(Beginning of GIVEN DATA)
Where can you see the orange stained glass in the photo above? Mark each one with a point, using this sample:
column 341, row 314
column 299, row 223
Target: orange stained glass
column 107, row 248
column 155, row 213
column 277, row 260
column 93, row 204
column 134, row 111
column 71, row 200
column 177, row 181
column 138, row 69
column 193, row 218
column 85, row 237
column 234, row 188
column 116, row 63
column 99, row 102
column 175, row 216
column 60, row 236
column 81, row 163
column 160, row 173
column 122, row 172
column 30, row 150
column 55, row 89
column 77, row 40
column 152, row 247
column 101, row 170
(End of GIVEN DATA)
-- WHAT THE TASK ASKS --
Keeping every line exactly as it is, copy all the records.

-- YOUR RESPONSE --
Where can you see the orange stained glass in the photo above? Mark each one with a point, using this sample:
column 341, row 314
column 299, row 223
Target: orange stained glass
column 107, row 248
column 155, row 213
column 277, row 260
column 93, row 204
column 134, row 111
column 71, row 200
column 177, row 181
column 138, row 69
column 193, row 218
column 85, row 237
column 234, row 188
column 116, row 63
column 99, row 102
column 175, row 216
column 60, row 236
column 81, row 163
column 160, row 173
column 122, row 172
column 30, row 150
column 55, row 89
column 77, row 40
column 152, row 247
column 101, row 170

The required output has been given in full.